**Goal of the exercise**.
Resume the passage below on police searches in implied consent zones, writing on from its final sentence.

**Page extract**.
»»

When police are granted greater rights to search without probable cause, they will use these rights. Therefore it’s essential to consider the implications of implied consent and plain view searches in the public sphere. Fear of increased government repression is shared by both ends of the political spectrum. But many others understand that a necessary element of freedom is security. Airline passengers should be screened. The Democratic and Republican national conventions need to be bomb-free.
Few people object to bomb searches on airplanes. And many would be willing to waive their constitutional rights (if such rights were negotiable) to guarantee their security. But what starts as a necessary security measure will quickly become standard law enforcement procedure even for crimes that are nonviolent and not related to terror. These expanding implied consent zones have staggering implications for American life and freedom far beyond al Qaeda.
Police officers are experts at bending rules, particularly in the “war on drugs.” As a police officer, I was taught to push the rules of the “Terry search,” which meant that if I articulated fear that a suspect might harm me, I could legally frisk suspects for weapons without probable cause. I know officers who towed cars, again legally, simply so they could “inventory” the contents (technically for safekeeping). In both cases, the real goal was to find illegal drugs and make an arrest.
One must expect law enforcement to use all its available tools. As a law enforcement officer, why deal with the tedious process of probable cause, judicial approval and paperwork?
In order to stop and search any suspect, not just a terrorism suspect, law enforcement need only wait for a person to enter an implied consent area such as a subway or a shopping mall. Their action justified by the “war on terror,” police may then conduct a full search. The true object of the search — most likely drug possession, but any contraband will do — is unrelated to terrorism.
Of course people shouldn’t break the law or carry illegal objects. But the difference between civilian employees searching for bombs in airports and government agents conducting random searches for suspicious objects is the difference between preserving a free society and creating a police state.

««

**Source material**.

»»

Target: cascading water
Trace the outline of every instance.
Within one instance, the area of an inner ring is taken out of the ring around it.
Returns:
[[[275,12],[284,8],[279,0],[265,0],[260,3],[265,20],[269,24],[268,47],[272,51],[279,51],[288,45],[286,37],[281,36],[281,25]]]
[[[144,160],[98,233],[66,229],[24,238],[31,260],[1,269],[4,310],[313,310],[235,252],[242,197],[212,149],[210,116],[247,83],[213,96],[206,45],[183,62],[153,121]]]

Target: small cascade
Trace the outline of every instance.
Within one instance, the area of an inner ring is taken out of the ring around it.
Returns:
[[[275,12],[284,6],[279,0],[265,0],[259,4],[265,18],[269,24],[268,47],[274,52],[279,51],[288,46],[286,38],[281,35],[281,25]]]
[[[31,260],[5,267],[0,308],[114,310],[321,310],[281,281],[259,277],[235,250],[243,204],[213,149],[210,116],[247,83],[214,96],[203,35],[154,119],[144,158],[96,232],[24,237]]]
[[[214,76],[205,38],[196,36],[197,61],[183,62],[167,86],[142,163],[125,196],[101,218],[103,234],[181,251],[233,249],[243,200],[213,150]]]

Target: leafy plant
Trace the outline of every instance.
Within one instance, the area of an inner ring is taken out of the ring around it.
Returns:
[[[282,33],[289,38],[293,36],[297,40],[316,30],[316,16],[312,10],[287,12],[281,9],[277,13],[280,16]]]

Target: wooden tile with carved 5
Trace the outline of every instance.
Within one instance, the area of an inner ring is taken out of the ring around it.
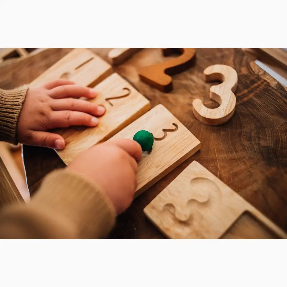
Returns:
[[[172,239],[286,238],[286,235],[197,162],[144,209]]]
[[[77,85],[92,88],[113,73],[108,63],[87,49],[73,50],[34,80],[30,85],[37,88],[47,82],[67,79]]]
[[[98,125],[74,126],[55,131],[66,141],[65,148],[56,151],[66,164],[81,152],[108,139],[150,108],[149,101],[116,73],[94,89],[98,96],[90,100],[104,106],[106,109]]]
[[[112,138],[132,139],[136,133],[142,130],[152,133],[155,139],[150,154],[142,157],[138,163],[135,197],[200,147],[199,141],[162,105],[156,106]]]

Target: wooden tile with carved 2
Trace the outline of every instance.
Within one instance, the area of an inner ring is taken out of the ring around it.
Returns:
[[[199,141],[162,105],[156,106],[112,138],[132,139],[142,130],[151,133],[157,139],[150,154],[142,157],[138,163],[135,197],[200,148]]]
[[[87,49],[73,50],[31,83],[36,88],[58,79],[67,79],[77,85],[92,88],[113,71],[111,66]]]
[[[286,238],[253,206],[193,162],[144,209],[172,239]]]
[[[106,109],[98,125],[74,126],[55,131],[66,141],[65,148],[56,151],[66,164],[81,152],[108,139],[150,108],[149,101],[116,73],[94,89],[98,96],[90,100],[104,106]]]

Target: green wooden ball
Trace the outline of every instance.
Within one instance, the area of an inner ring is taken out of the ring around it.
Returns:
[[[139,131],[133,136],[133,139],[138,142],[143,152],[149,150],[154,144],[154,137],[146,131]]]

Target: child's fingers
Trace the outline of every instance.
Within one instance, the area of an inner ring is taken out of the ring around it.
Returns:
[[[129,139],[110,139],[107,142],[116,145],[125,151],[136,160],[139,160],[141,157],[141,148],[135,141]]]
[[[59,135],[46,131],[34,131],[30,144],[33,145],[61,150],[65,147],[65,140]]]
[[[54,110],[73,110],[86,113],[100,117],[106,111],[104,107],[94,103],[77,99],[60,99],[51,102],[51,107]]]
[[[73,125],[95,127],[99,120],[95,117],[82,112],[61,110],[53,112],[50,119],[51,128],[67,127]]]
[[[84,97],[92,98],[97,95],[96,91],[92,89],[75,85],[59,86],[48,91],[48,94],[54,99],[63,99],[71,97]]]
[[[62,86],[63,85],[73,85],[75,82],[72,81],[69,81],[63,79],[59,79],[55,81],[52,81],[45,84],[44,86],[44,88],[48,90],[51,90],[59,86]]]

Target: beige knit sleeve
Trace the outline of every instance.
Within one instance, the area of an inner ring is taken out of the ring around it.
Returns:
[[[30,202],[0,213],[0,238],[102,238],[115,220],[101,188],[64,168],[47,175]]]
[[[17,121],[28,88],[28,86],[9,90],[0,89],[0,141],[17,144]]]

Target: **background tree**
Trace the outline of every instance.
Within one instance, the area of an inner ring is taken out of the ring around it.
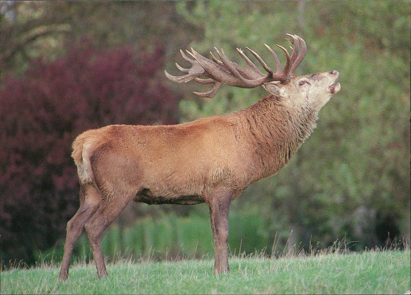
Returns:
[[[177,73],[173,64],[185,64],[180,48],[207,55],[222,47],[244,65],[235,48],[247,46],[273,62],[263,43],[286,46],[287,32],[308,47],[296,73],[337,69],[342,89],[289,165],[233,203],[232,224],[240,225],[231,227],[232,249],[241,240],[248,252],[269,248],[276,233],[284,245],[291,231],[291,246],[323,247],[345,236],[361,241],[362,249],[383,244],[388,232],[409,241],[410,5],[0,2],[2,261],[30,263],[36,248],[62,241],[78,201],[69,145],[81,132],[116,123],[184,122],[240,109],[267,95],[260,88],[223,86],[210,101],[191,93],[196,83],[166,81],[163,70]],[[136,213],[160,211],[196,214],[196,221],[207,209],[130,206],[119,222],[128,227],[141,216]]]
[[[234,49],[247,46],[272,60],[263,43],[284,45],[278,41],[284,34],[296,32],[308,46],[297,74],[341,73],[342,90],[320,113],[319,131],[288,167],[233,204],[265,212],[269,245],[277,232],[285,243],[291,230],[290,245],[324,247],[346,236],[361,241],[360,249],[384,245],[388,232],[391,239],[409,239],[409,3],[179,3],[178,11],[204,28],[204,38],[192,45],[200,53],[223,47],[243,64]],[[192,120],[239,109],[265,95],[223,86],[213,103],[184,100],[180,108]]]
[[[78,207],[71,143],[109,124],[176,123],[175,96],[157,77],[162,49],[97,51],[84,42],[52,63],[38,59],[0,91],[2,259],[33,261]]]

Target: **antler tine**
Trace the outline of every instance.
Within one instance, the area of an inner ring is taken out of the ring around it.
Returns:
[[[300,41],[298,39],[296,38],[295,35],[291,35],[291,34],[286,34],[287,36],[291,37],[291,43],[292,43],[293,47],[290,46],[290,48],[292,49],[292,53],[291,56],[290,57],[290,61],[291,64],[291,67],[295,61],[295,59],[298,57],[300,53]]]
[[[297,38],[297,40],[300,41],[301,48],[296,59],[293,63],[291,68],[290,69],[290,73],[294,73],[294,71],[297,68],[297,67],[300,65],[301,62],[303,61],[303,60],[304,59],[307,53],[307,45],[306,44],[305,41],[303,38],[296,35],[294,35],[294,36]]]
[[[273,57],[274,57],[274,60],[275,61],[275,72],[279,72],[281,71],[281,64],[279,62],[279,59],[278,59],[278,57],[277,56],[277,53],[274,51],[271,47],[267,45],[266,44],[264,43],[264,45],[267,47],[270,52],[271,53],[271,55],[272,55]]]
[[[220,60],[212,52],[210,52],[210,60],[201,56],[192,48],[190,51],[186,50],[186,55],[180,50],[181,56],[191,64],[191,67],[185,68],[176,63],[177,68],[186,75],[176,77],[171,75],[166,71],[164,71],[164,73],[169,79],[178,83],[194,80],[200,84],[214,84],[213,89],[208,92],[194,93],[198,96],[210,98],[215,96],[221,84],[241,88],[253,88],[275,81],[287,83],[290,81],[294,71],[303,61],[307,52],[307,46],[304,40],[296,35],[287,34],[287,35],[290,38],[292,43],[292,46],[290,46],[292,50],[291,55],[286,48],[277,44],[284,51],[287,57],[285,66],[282,70],[276,53],[271,47],[264,44],[275,61],[275,72],[273,72],[258,53],[249,47],[246,47],[246,49],[258,61],[268,73],[263,74],[240,48],[236,48],[237,51],[246,61],[245,68],[230,61],[223,49],[220,51],[214,47]]]
[[[257,54],[257,52],[256,52],[255,51],[254,51],[252,49],[250,49],[248,47],[246,47],[246,49],[247,50],[248,50],[249,51],[250,51],[250,52],[251,52],[251,54],[253,54],[254,56],[254,57],[256,59],[257,59],[257,60],[259,62],[259,63],[261,64],[261,65],[263,66],[263,67],[264,68],[264,69],[266,70],[267,72],[268,72],[268,74],[269,74],[269,76],[268,77],[273,77],[273,74],[274,73],[273,72],[273,70],[271,69],[271,68],[270,68],[268,65],[267,65],[267,64],[266,64],[266,63],[264,62],[264,61],[263,60],[263,59],[261,59],[260,57],[260,56],[258,54]]]
[[[189,51],[187,51],[187,52],[191,54]],[[185,60],[191,64],[192,67],[189,69],[186,69],[182,67],[177,63],[176,63],[176,66],[180,71],[186,73],[187,75],[181,76],[174,76],[169,74],[167,71],[164,70],[164,72],[165,75],[165,77],[173,82],[176,82],[177,83],[181,83],[183,82],[184,83],[186,83],[189,81],[192,80],[196,77],[197,77],[199,76],[204,73],[204,68],[203,68],[198,62],[195,60],[192,60],[190,59],[189,57],[186,56],[181,49],[180,49],[180,53],[181,54],[181,56]]]

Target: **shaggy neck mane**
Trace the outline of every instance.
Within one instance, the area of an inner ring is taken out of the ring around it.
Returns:
[[[246,120],[263,177],[285,166],[316,126],[317,115],[309,106],[295,109],[271,95],[237,114]]]

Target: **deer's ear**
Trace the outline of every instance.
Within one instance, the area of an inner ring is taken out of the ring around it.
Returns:
[[[284,85],[281,84],[279,81],[265,83],[263,87],[266,90],[273,95],[279,97],[284,96],[284,91],[285,91]]]

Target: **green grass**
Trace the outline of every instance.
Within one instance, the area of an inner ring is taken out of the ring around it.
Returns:
[[[411,289],[411,251],[326,253],[279,259],[236,256],[231,272],[215,276],[211,260],[107,265],[97,279],[94,264],[72,266],[67,282],[43,265],[1,274],[2,294],[399,293]]]

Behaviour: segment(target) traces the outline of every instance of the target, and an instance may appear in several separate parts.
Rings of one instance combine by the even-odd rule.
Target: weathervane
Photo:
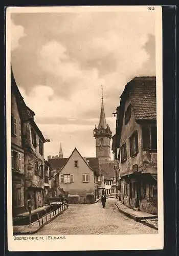
[[[101,99],[103,99],[103,86],[101,86]]]

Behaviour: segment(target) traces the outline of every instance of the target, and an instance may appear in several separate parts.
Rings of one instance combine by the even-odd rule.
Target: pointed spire
[[[58,156],[60,158],[63,158],[63,152],[62,152],[62,148],[61,147],[61,144],[60,143],[60,151],[59,152],[59,155]]]
[[[104,104],[103,104],[103,87],[101,86],[101,108],[99,123],[98,125],[98,129],[106,129],[107,128],[107,123],[106,118],[105,116]]]

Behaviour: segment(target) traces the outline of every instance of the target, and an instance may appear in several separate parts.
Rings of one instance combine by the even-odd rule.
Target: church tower
[[[98,126],[96,125],[94,130],[94,137],[96,139],[96,157],[99,158],[100,164],[104,163],[106,161],[110,161],[110,141],[112,137],[112,133],[108,124],[106,123],[102,88],[100,117]]]
[[[61,147],[61,143],[60,143],[60,150],[59,150],[59,152],[58,157],[59,158],[63,158],[62,148]]]

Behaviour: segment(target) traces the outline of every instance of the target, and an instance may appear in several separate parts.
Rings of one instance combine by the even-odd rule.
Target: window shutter
[[[18,153],[18,169],[21,170],[21,155]]]
[[[11,150],[11,165],[12,168],[14,168],[14,151]]]
[[[60,174],[60,183],[64,183],[64,177],[63,174]]]
[[[150,130],[149,127],[142,127],[143,148],[144,150],[150,148]]]
[[[127,147],[126,143],[124,144],[124,159],[126,159],[127,158]]]
[[[17,120],[14,118],[14,134],[17,135]]]
[[[139,145],[138,145],[138,131],[136,131],[135,133],[135,141],[136,141],[136,153],[139,153]]]
[[[11,134],[14,135],[14,116],[11,115]]]
[[[74,182],[74,175],[73,175],[73,174],[70,175],[70,182]]]

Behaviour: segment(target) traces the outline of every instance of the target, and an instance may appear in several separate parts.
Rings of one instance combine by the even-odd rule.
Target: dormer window
[[[127,124],[127,123],[129,122],[130,117],[131,117],[131,106],[130,105],[127,107],[127,109],[125,112],[125,124]]]
[[[12,136],[17,136],[17,120],[13,115],[11,115],[11,134]]]
[[[78,160],[75,160],[75,167],[78,167]]]
[[[35,131],[32,128],[31,128],[31,135],[32,135],[32,142],[33,145],[35,148],[36,148],[37,146],[36,135]]]

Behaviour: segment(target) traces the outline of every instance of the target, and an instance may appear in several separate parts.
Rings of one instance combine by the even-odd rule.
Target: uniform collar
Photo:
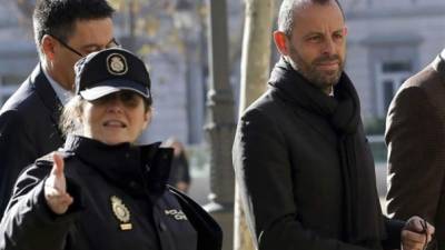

««

**Answer for the task**.
In airport security today, items deemed suspicious are not necessarily dangerous: Large amounts of cash, pirated CDs, pornography and, of course, drugs — not just illegal drugs but even prescription drugs in certain circumstances. In fact, controversial books can be grounds for further investigation and arrest. Such a standard, even if established in airports, is unacceptable and must not be allowed to spread to our streets and subways.
The solution — the balancing of public safety with constitutional liberties — is surprisingly simple. The only way to prevent creeping use of implied consent is to limit the doctrine of plain view. Before searching a person, the government must choose either plain view or implied consent. If the government must search without probable cause, let it search, but only for illegal weapons or bombs. If security outweighs the Fourth Amendment, the scope of such searches must be limited to objects representing a clear and present danger to public safety. Any unrelated suspicious or illegal objects found must be ignored.
It is the job of our courts and legislature to strike the balance between security and liberty. By limiting the plain view doctrine, lawmakers or Supreme Court justices have the rare opportunity to be tough on terrorism while guaranteeing the rights and freedom of citizens.